● **Selected extract**
↓

A suicide bomber drove a car packed with explosives into a church in the Nigerian city of Jos on Sunday, killing two people and wounding 38, which led to Christian youths beating two Muslims to death in revenge.
A Reuters reporter at the scene of the blast saw two of the bodies, which police said included the suicide bomber, who had rammed his Volkswagen into the church before detonating the explosives.
Security forces cordoned off the area, while Christian youths established a roadblock where they dragged two Muslim men off their motorbikes and beat them to death, police said.
The Reuters reporter saw the bodies of the two men on the roadside in Jos, a city flanked by volcanic boulders in Nigeria's rocky Middle Belt, where its largely Christian south and mostly Muslim north meet.
Ethnic and religious tensions run high in the city and other parts of the surrounding region, which has seen hundreds killed in bouts of intercommunal violence in the past decade.
NEMA [National Emergency Management Agency] confirms three dead in suspected suicide car explosion in Jos today, including the bomber whose body was shredded to pieces, NEMA representative Yushua Shuaib said in a text message. As of now 38 victims have been admitted to hospital for treatment. NEMA and the Red Cross have completed evacuation [of the church].
There was no immediate claim of responsibility for the blast, but the Islamist militant group Boko Haram has targeted churches as part of its growing campaign of violence against the government.
I heard a loud explosion near the church and I hit the ground. It shook buildings, local resident Ishayaa Makut said.
Attacks on churches have raised fears the sect, styled on the Taliban and whose name means Western Education Is Forbidden, is trying to ignite sectarian strife in Nigeria, Africa's No. 1 oil producer.
Another bomb exploded close to a church in the Nigerian town of Suleja, on the edge of the capital Abuja, on Sunday, wounding five people.

↑

● **Dataset records**
↓

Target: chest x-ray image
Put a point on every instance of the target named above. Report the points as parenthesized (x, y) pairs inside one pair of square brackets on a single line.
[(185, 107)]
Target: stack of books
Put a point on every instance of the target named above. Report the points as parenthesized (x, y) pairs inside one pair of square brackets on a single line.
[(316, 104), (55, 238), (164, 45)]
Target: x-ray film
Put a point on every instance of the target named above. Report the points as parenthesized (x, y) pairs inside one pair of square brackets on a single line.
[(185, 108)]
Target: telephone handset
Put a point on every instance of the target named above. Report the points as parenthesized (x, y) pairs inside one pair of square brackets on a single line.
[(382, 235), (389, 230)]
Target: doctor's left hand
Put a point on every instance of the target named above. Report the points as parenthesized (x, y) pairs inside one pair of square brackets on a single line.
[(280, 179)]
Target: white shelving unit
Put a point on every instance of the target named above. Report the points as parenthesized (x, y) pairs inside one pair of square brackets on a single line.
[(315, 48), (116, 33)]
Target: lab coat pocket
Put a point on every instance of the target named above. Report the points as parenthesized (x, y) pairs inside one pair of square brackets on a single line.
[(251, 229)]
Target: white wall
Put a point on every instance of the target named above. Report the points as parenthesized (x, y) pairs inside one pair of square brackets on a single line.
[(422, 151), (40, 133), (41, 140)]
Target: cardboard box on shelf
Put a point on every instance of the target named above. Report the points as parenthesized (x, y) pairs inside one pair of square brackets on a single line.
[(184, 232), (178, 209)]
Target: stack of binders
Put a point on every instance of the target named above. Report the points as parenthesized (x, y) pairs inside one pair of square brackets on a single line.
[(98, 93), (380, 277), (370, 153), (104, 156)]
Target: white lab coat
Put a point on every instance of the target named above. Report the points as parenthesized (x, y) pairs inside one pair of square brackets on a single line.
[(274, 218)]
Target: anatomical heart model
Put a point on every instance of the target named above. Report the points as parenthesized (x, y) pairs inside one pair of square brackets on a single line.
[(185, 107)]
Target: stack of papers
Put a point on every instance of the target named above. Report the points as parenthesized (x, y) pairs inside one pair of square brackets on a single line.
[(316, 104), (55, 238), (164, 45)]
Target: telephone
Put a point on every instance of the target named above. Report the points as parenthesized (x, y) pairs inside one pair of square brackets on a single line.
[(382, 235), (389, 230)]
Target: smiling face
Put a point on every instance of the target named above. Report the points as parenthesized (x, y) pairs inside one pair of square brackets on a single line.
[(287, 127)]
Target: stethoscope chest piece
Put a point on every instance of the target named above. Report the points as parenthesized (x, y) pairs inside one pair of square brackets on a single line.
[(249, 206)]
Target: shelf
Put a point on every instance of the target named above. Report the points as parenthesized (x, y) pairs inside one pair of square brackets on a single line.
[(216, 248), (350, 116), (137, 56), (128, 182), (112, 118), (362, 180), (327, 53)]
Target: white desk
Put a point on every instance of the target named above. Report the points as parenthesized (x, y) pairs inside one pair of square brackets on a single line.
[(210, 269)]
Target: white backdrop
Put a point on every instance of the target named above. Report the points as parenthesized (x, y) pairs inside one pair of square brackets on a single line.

↑
↓

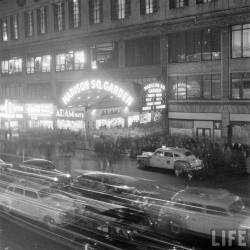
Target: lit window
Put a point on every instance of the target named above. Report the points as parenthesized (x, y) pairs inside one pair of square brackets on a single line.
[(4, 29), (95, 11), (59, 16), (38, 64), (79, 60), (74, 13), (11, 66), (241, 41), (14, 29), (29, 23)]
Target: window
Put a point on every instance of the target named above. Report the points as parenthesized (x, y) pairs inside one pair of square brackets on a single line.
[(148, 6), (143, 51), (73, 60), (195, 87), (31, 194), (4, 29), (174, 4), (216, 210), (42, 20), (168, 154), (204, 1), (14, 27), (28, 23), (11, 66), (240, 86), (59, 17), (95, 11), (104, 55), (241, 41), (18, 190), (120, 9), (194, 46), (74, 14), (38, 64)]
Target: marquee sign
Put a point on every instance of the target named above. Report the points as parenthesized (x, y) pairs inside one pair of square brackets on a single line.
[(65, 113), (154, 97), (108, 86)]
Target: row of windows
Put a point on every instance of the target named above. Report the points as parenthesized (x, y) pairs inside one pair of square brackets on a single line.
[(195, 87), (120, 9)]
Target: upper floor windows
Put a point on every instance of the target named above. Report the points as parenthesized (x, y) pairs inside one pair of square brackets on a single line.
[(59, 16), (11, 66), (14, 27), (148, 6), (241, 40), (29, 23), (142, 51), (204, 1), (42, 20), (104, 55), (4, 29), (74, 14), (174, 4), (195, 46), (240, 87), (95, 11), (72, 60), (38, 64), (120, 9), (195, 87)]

↑

● **Exercise**
Continue the news report above on the suicide car bombing of a church in Jos with the next few paragraphs, starting after its sentence about the blast in Suleja.

● **Answer space**
In controlled explosions, police detonated two bombs on Sunday that had been planted at the police barracks in Gombe, a northeastern city that had been largely free of the Islamist insurgency until this weekend, Gandi Orubebe, police commissioner for Gombe, said by telephone.
On Friday, Gombe was shaken a series of explosions as gunmen attempted a prison break that killed 12 people.
Boko Haram, in a drive to have sharia law more widely applied across the continent's most populous nation, has become increasingly sophisticated and deadly in its methods in the past six months. It has widened its targets beyond attacks on police and other authority figures to include Christians.
Its fighters rarely use suicide bombers. The first proven case of such a tactic was last August, when a Boko Haram militant drove a vehicle full of explosives into the United Nations headquarters in Abuja, killing 25 people.
A series of bombs struck churches in Nigeria on Christmas Day, including one that hit a Catholic Church in Madala, just outside Abuja, killing 37 people and wounding 57, and one in Jos. Boko Haram claimed responsibility for the blasts.
The country of 160 million is split roughly evenly between Christians and Muslims, who mostly live side by side in peace.